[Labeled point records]
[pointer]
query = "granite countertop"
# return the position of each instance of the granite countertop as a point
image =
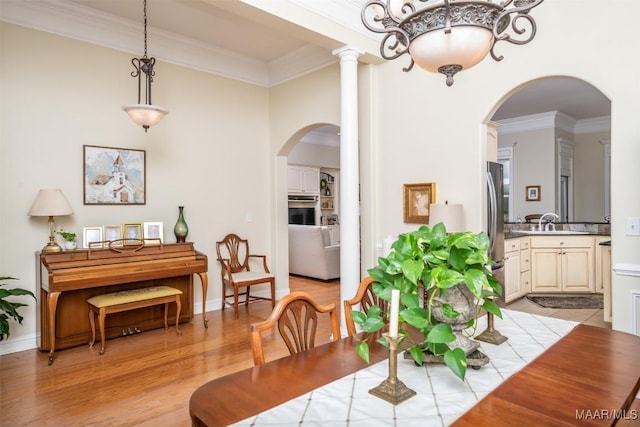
(523, 233)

• **Work to complete**:
Please quote all the rows above word for word, leaving out the pictures.

• **Task output**:
[pointer]
query = "granite countertop"
# return the position of each instance of the granite countertop as a point
image =
(523, 233)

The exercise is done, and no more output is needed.